* TO-DO LIST:
**1)** Using the article on identity data and ad revenue, decide whether each statement agrees with it: (a) The 1950s and 60s are regarded as the golden days of advertising. (b) Third-party data still paints accurate portraits of consumers. (c) Social login lets brands reach the data points in users' social profiles. Answer yes or no for each, and quote the words from the article that decide it.
**2)** Translate this sentence from the article on identity data and ad revenue into Spanish: "For instance, not every woman dreams of receiving a vacuum cleaner for Christmas."
**3)** Continue the article on using customer identity data to fuel ad revenue, picking up after its last paragraph.

* PASSAGE:
○ ○ ○ ○ ○
Site icon Netimperative

From Mad Men to Mad Scientists: Four Ways to Fuel Ad Revenue with Identity Data

With the final episode of Mad Men hurtling towards us, David T. Scott, Chief Marketing Officer of Gigya offers four ways today’s marketers and Mad Men can become Mad Scientists using customer identity data to fuel ad revenue.

Regarded as the golden days of advertising, the 1950s and 60s were full of notorious ‘ad men’ ablaze with the realisation that they could satisfy the masses and make millions by selling dreams and desires – not products.

To achieve this, leading brands began collecting publicly available demographic data like age, gender and estimated household income in an attempt to bucket consumers into basic personas like “mums” and “teens”. While Don Draper and company’s quest for more personal campaigns was valid, their approach is discredited by the simple fact that we are all different. For instance, not every woman dreams of receiving a vacuum cleaner for Christmas.

As Internet usage grew, brands were offered a much more immediate and individualistic view of consumers, via the tracking of cookies and use of third-party data purchased from data brokers. Once a useful, yet underhanded strategy, the surge of mobile devices, cookie-blocking web browsers, and social networks means that third-party data no longer paints accurate portraits of consumers.

With modern consumers connecting with friends, sharing opinions, and making purchases across websites, social networks, and mobile apps, people’s real identities have become seamlessly intertwined with their virtual lives. Trillions of consumer data points are created about relationships, interests, locations, and favourite products. This level of available data hardly calls for the need to sneakily track arbitrary behaviours across the web.

For brands and advertisers, the key to creating relevance in today’s Big Data landscape is harnessing the power of customer identity data. Here are four ways businesses can fuel ad revenue with identity data and develop strategies that are relevant, lucrative, and respectful of user privacy:

1. Go Beyond Retargeting

As a consumer, few things are more annoying (or creepy) than being followed across the Internet with ads for products and services you simply don’t want or need. The only way to continuously serve consumers more relevant and timely ads is by having a clear understanding of who they are.

First-party data collection techniques, such as voluntary registration and authentication via existing social profiles, provide an accurate, real-time view of consumer identity and go beyond impersonal retargeting. Social login gives brands access to the data points housed within users’ social profiles, including interests, relationships, favourite brands, locations, and more.

With a clear, permission-based view of consumer identity, brands have the ability to “retarget” individuals with ads that speak to their unique life events, locations, and much more. Making the transition from third-party to first-party data is also a way to combat growing data privacy concerns and increase consumer trust.
○ ○ ○ ○ ○
(Records drawn from a data source)

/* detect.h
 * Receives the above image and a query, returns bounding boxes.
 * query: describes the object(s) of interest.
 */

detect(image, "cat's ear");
○ ○ ○ ○ ○
* OUTPUTS IN ORDER:
**1)**
(a) Yes: "Regarded as the golden days of advertising, the 1950s and 60s"
(b) No: "third-party data no longer paints accurate portraits of consumers"
(c) Yes: "Social login gives brands access to the data points housed within users’ social profiles"

**2)** Por ejemplo, no todas las mujeres sueñan con recibir una aspiradora por Navidad.

**3)**
2. Create Cross-Channel Impact

Whether it’s via smartphone, tablet, or desktop, 90 per cent of people move between devices to accomplish a goal (Mobify). Without the ability to recognise individual consumers across each of these channels, how can advertisers reach them with the types of influential messages that drive desired behaviours?

To make cross-channel strategies as seamless as possible, brands should aggregate all omni-channel user data into a single, centralised database. IT professionals should ensure that this database is capable of normalising both structured and unstructured data, and has direct integrations and bi-directional data feeds with existing marketing platforms so that all campaigns stay synchronised and relevant.

3. Uncover New and Highly Valuable Segments

Advertisers have spent decades pouring over metrics like impressions and click through rates. Although great for evaluating ad performance, these metrics provide little insight about the consumers clicking on the ads and how their behaviours impact the bottom line.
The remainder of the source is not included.